_Set of tasks_:
1. Using the call for papers on interpretable reinforcement learning, answer:
(a) What does it define the reality gap as?
(b) Which competition does it give as an example of recent initiatives in the field?
(c) Under "Theoretical Foundations of Interpretable RL," which trade-offs are analytical and empirical studies meant to address?
2. Write the next portion of the call for papers on interpretable reinforcement learning, picking up right after its final line.

_Passage for review_:
********

Applied Soft Computing - Special Issue on Interpretable Reinforcement Learning

Reinforcement Learning (RL) has achieved significant successes in a variety of domains, from game playing to autonomous driving, control systems, and decision-making problems. However, the interpretability of RL models remains a critical challenge. Interpretable Reinforcement Learning (IRL) focuses on creating models that not only perform well but are also understandable to humans. Enhancing the interpretability of RL models could also significantly aid in addressing the reality gap—the performance difference between simulations and real-world applications—as more transparent models provide better insights into decision-making processes and facilitate smoother transitions from simulations to real environments. This field has recently gained significant attention from both the academic and industrial communities, leading to various initiatives such as the Interpretable Control Competition at GECCO 2024. IRL has also been identified as one of the main areas where soft computing techniques, such as evolutionary algorithms, may be an enabling factor.

This special issue seeks to gather cutting-edge research that advances the theory, methodologies, and applications of interpretable reinforcement learning, with particular emphasis on approaches based on soft computing (such as, but not limited to, evolutionary computation).

We invite high-quality submissions on topics including, but not limited to:

Theoretical Foundations of Interpretable RL:
- New frameworks for interpretable decision-making in RL.
- Formal definitions and metrics for interpretability in RL contexts.
- Analytical and empirical studies on the trade-offs between interpretability and performance.

********

_The data_:
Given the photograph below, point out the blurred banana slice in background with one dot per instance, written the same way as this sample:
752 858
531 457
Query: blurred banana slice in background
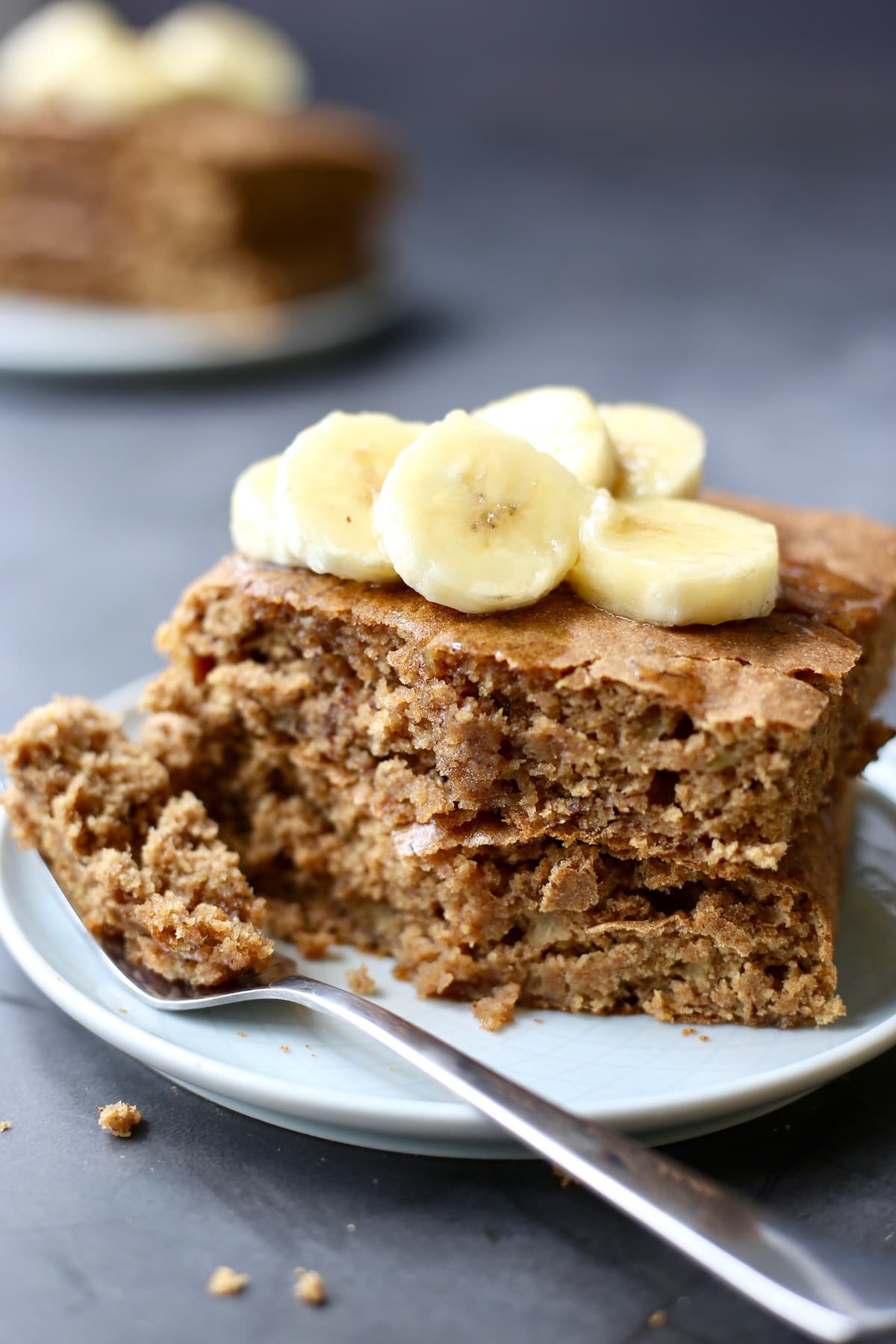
218 52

********

_Set of answers_:
1.
(a) The performance difference between simulations and real-world applications.
(b) The Interpretable Control Competition at GECCO 2024.
(c) The trade-offs between interpretability and performance.

2.
Methods and Techniques:
- Techniques for extracting interpretable policies from complex RL models.
- Novel algorithms that inherently produce interpretable solutions, such as evolutionary and swarm intelligence techniques.
- Visualization tools and methods for RL models and policies.
- Use of symbolic, rule-based, or other interpretable models in RL.

Applications:
- Case studies demonstrating the application of interpretable RL in real-world scenarios.
- Interpretable RL in healthcare, robotics, finance, and other critical domains.
- Comparative studies showing the impact of interpretability on user trust and system usability.

Human-in-the-Loop Systems:
- Techniques for incorporating human feedback into RL systems to improve interpretability.
- Studies on the effectiveness of human-in-the-loop approaches for developing interpretable RL systems.

Evaluation and Validation:
- Benchmarks and datasets for evaluating interpretability in RL.
- User studies assessing the interpretability of RL models and their decisions.
- Validation frameworks and experimental protocols for interpretable RL.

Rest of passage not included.